#### Supplied passage
◆ ◆ ◆ ◆ ◆ ◆ ◆
Clayton Richard worked a scoreless first. Harang gave up singles to Cabrera and Venable in the second, but no runs. Ramirez led off the second with a single, Andre Ethier matched him to put two runners on, and Luis Cruz drove him in with a single of his own. AJ Ellis then flied out to bring Harang to the plate; he bunted, but the Padres turned two, ending the inning. The Dodgers picked up another run in the third, however, once again stringing together three singles (by Mark Ellis, Shane Victorino, and Adrian Gonzalez this time). Matt Kemp hit into an out at home, but Victorino extended the rundown long enough to let the trail runners take second and third. An intentional walk to Ramirez loaded the bases, and Ethier and Cruz both made outs to leave the tying run at third.

Cameron Maybin led off the top of the fourth with a single; neither team put a runner on for the rest of the inning. In the fifth, Grandal walked and Yonder Alonso singled with two outs, but Harang left them on. The bottom of the inning was a near carbon copy of the last two Dodger rallies, with singles by Victorino and Gonzalez, a runner-advancing forceout from Kemp, and a single by Ramirez bringing in a run to tie the game. Ethier popped out, and Nick Vincent replaced Richard on the mound and retired Cruz to end the inning.

Shawn Tolleson worked a perfect sixth for LA, and Vincent matched him in the bottom of the inning. Tolleson walked Venable to start the seventh; Venable then stole second, took third on Headley's single, and scored on Carlos Quentin's sac fly. Grandal hit into a double play to end the inning, but the Padres had recaptured the lead.
◆ ◆ ◆ ◆ ◆ ◆ ◆
#### Stored data
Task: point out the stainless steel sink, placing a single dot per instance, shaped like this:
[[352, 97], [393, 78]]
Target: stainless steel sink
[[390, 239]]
◆ ◆ ◆ ◆ ◆ ◆ ◆
#### Task directions
Change "sac fly" to "sacrifice fly" in the game recap, then give the stretch between "Shawn Tolleson worked" and "recaptured the lead.", inclusive.

#### Response
Shawn Tolleson worked a perfect sixth for LA, and Vincent matched him in the bottom of the inning. Tolleson walked Venable to start the seventh; Venable then stole second, took third on Headley's single, and scored on Carlos Quentin's sacrifice fly. Grandal hit into a double play to end the inning, but the Padres had recaptured the lead.